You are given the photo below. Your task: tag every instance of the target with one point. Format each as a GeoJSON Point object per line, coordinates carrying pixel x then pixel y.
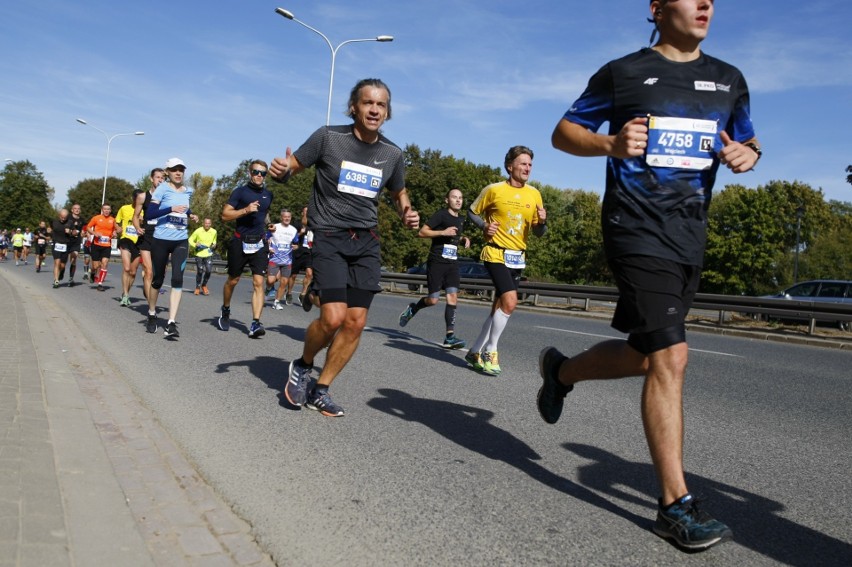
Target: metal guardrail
{"type": "Point", "coordinates": [811, 311]}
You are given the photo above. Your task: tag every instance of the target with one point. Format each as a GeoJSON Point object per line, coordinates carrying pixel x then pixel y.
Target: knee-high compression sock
{"type": "Point", "coordinates": [450, 318]}
{"type": "Point", "coordinates": [498, 324]}
{"type": "Point", "coordinates": [483, 336]}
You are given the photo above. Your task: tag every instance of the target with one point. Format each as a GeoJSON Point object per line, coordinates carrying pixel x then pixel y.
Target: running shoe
{"type": "Point", "coordinates": [320, 401]}
{"type": "Point", "coordinates": [297, 383]}
{"type": "Point", "coordinates": [551, 395]}
{"type": "Point", "coordinates": [406, 315]}
{"type": "Point", "coordinates": [171, 330]}
{"type": "Point", "coordinates": [453, 342]}
{"type": "Point", "coordinates": [256, 330]}
{"type": "Point", "coordinates": [474, 360]}
{"type": "Point", "coordinates": [490, 364]}
{"type": "Point", "coordinates": [688, 526]}
{"type": "Point", "coordinates": [225, 319]}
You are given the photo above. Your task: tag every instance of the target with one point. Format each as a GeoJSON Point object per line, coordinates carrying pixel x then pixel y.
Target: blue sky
{"type": "Point", "coordinates": [217, 82]}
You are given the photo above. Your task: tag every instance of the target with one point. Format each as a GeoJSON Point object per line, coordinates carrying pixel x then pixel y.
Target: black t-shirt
{"type": "Point", "coordinates": [252, 224]}
{"type": "Point", "coordinates": [58, 230]}
{"type": "Point", "coordinates": [75, 224]}
{"type": "Point", "coordinates": [41, 236]}
{"type": "Point", "coordinates": [444, 249]}
{"type": "Point", "coordinates": [349, 175]}
{"type": "Point", "coordinates": [661, 210]}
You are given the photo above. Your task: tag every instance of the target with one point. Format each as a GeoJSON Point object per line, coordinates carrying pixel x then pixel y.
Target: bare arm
{"type": "Point", "coordinates": [409, 218]}
{"type": "Point", "coordinates": [578, 140]}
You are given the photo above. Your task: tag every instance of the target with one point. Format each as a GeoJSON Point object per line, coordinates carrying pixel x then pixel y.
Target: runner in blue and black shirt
{"type": "Point", "coordinates": [675, 114]}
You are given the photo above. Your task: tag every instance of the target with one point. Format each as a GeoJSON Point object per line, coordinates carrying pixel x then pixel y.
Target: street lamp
{"type": "Point", "coordinates": [109, 141]}
{"type": "Point", "coordinates": [381, 38]}
{"type": "Point", "coordinates": [800, 211]}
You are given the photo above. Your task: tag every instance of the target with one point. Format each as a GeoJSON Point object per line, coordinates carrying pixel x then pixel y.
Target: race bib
{"type": "Point", "coordinates": [450, 252]}
{"type": "Point", "coordinates": [684, 143]}
{"type": "Point", "coordinates": [361, 180]}
{"type": "Point", "coordinates": [514, 259]}
{"type": "Point", "coordinates": [252, 247]}
{"type": "Point", "coordinates": [177, 220]}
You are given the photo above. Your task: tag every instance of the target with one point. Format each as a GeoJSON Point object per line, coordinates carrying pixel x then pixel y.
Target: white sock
{"type": "Point", "coordinates": [498, 324]}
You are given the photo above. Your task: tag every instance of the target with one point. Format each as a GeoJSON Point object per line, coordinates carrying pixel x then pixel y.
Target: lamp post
{"type": "Point", "coordinates": [109, 141]}
{"type": "Point", "coordinates": [381, 38]}
{"type": "Point", "coordinates": [800, 211]}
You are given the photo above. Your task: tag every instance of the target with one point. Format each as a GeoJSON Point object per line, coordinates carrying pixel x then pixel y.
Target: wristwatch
{"type": "Point", "coordinates": [756, 149]}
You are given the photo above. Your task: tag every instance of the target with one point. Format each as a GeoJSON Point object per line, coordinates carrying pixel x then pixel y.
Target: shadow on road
{"type": "Point", "coordinates": [470, 427]}
{"type": "Point", "coordinates": [416, 345]}
{"type": "Point", "coordinates": [756, 521]}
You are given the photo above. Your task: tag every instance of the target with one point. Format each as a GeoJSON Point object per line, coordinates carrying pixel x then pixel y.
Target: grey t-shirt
{"type": "Point", "coordinates": [349, 176]}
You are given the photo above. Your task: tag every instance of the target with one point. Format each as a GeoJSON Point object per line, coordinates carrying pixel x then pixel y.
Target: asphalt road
{"type": "Point", "coordinates": [434, 464]}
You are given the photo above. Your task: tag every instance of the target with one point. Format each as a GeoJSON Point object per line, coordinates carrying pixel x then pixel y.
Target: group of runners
{"type": "Point", "coordinates": [675, 115]}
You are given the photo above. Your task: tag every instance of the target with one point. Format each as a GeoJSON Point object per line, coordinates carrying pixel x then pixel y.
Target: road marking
{"type": "Point", "coordinates": [622, 339]}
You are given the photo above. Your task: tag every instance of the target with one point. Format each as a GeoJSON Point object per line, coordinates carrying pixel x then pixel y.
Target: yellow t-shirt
{"type": "Point", "coordinates": [514, 208]}
{"type": "Point", "coordinates": [205, 237]}
{"type": "Point", "coordinates": [124, 218]}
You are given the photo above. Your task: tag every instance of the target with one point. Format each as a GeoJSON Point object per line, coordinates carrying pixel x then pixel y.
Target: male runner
{"type": "Point", "coordinates": [442, 267]}
{"type": "Point", "coordinates": [507, 212]}
{"type": "Point", "coordinates": [127, 244]}
{"type": "Point", "coordinates": [674, 115]}
{"type": "Point", "coordinates": [145, 228]}
{"type": "Point", "coordinates": [281, 245]}
{"type": "Point", "coordinates": [302, 262]}
{"type": "Point", "coordinates": [353, 163]}
{"type": "Point", "coordinates": [249, 206]}
{"type": "Point", "coordinates": [27, 244]}
{"type": "Point", "coordinates": [60, 231]}
{"type": "Point", "coordinates": [75, 239]}
{"type": "Point", "coordinates": [102, 228]}
{"type": "Point", "coordinates": [203, 241]}
{"type": "Point", "coordinates": [42, 235]}
{"type": "Point", "coordinates": [18, 245]}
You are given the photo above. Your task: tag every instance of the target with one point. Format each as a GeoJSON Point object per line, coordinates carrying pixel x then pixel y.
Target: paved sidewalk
{"type": "Point", "coordinates": [88, 477]}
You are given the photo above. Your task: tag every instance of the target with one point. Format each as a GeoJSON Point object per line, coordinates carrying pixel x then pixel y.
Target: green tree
{"type": "Point", "coordinates": [25, 196]}
{"type": "Point", "coordinates": [88, 194]}
{"type": "Point", "coordinates": [292, 195]}
{"type": "Point", "coordinates": [200, 203]}
{"type": "Point", "coordinates": [752, 236]}
{"type": "Point", "coordinates": [571, 251]}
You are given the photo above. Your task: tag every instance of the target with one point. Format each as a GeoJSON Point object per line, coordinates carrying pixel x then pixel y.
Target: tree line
{"type": "Point", "coordinates": [757, 237]}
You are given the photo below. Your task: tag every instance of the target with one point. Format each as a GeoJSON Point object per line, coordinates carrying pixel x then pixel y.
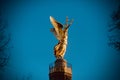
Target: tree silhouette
{"type": "Point", "coordinates": [114, 30]}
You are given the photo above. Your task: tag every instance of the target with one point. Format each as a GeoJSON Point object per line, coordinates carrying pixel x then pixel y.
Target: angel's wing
{"type": "Point", "coordinates": [57, 28]}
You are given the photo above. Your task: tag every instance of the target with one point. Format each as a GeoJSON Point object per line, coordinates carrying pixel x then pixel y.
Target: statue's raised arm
{"type": "Point", "coordinates": [61, 33]}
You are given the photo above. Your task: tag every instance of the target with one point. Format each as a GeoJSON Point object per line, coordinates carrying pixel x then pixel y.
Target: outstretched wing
{"type": "Point", "coordinates": [57, 28]}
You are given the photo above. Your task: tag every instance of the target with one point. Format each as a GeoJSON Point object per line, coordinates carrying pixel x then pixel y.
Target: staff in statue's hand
{"type": "Point", "coordinates": [61, 33]}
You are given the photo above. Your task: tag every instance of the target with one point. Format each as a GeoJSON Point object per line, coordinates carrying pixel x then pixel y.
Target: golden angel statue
{"type": "Point", "coordinates": [61, 33]}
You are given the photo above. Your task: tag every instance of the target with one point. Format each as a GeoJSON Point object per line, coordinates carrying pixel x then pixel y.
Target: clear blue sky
{"type": "Point", "coordinates": [87, 51]}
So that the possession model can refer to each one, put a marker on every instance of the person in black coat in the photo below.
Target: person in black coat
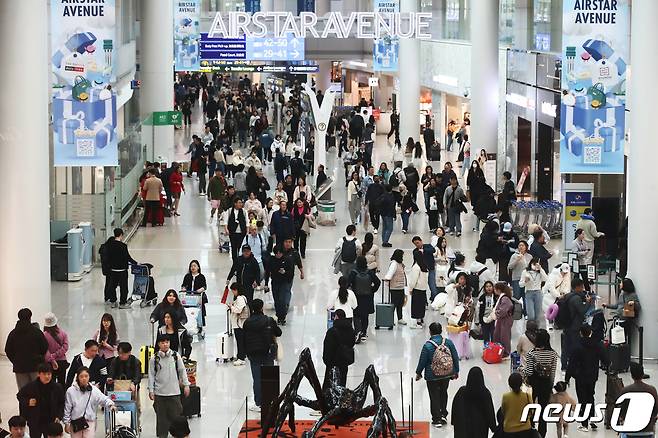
(26, 347)
(338, 349)
(584, 368)
(97, 366)
(473, 414)
(246, 271)
(41, 402)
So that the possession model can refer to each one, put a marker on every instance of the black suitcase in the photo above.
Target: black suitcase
(192, 403)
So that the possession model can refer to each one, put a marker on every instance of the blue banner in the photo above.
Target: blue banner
(386, 49)
(595, 50)
(84, 105)
(186, 35)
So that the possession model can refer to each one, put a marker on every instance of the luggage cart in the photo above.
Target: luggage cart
(193, 304)
(143, 285)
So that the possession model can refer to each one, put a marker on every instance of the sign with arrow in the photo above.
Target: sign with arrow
(288, 48)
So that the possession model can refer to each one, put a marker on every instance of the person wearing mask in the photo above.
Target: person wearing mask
(94, 363)
(437, 386)
(125, 367)
(453, 201)
(343, 299)
(260, 333)
(627, 308)
(539, 372)
(179, 339)
(512, 407)
(338, 349)
(387, 213)
(119, 260)
(517, 264)
(473, 414)
(25, 347)
(167, 381)
(364, 283)
(41, 401)
(169, 304)
(58, 346)
(83, 399)
(583, 366)
(195, 282)
(418, 279)
(246, 271)
(531, 280)
(503, 315)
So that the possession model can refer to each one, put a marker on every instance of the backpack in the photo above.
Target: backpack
(362, 283)
(348, 251)
(563, 318)
(442, 365)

==================================================

→ **What the exercise asks**
The answer must consist of every line from the data that holds the string "possession".

→ **Solution for this task**
So that the possession model can refer to each one, put a marker on every instance of the person in black coat in the photo below.
So that the possession model can refer to each one, put a marker on every instance of the black suitcase in the photo above.
So that the possession model can refer to each one, put a marker on every instance of the blue banner in the photo above.
So that the possession model can refer to each one, put a marker on every instance of the luggage cart in the photo above.
So that the possession model can refer to each one, put a marker on every instance of the sign with arrow in the photo above.
So that the possession model can refer to each one, put a marker on every instance of the person wearing mask in the photo above.
So that the possession model can refer to each one, put a marker on every instance of the backpack in the photo above.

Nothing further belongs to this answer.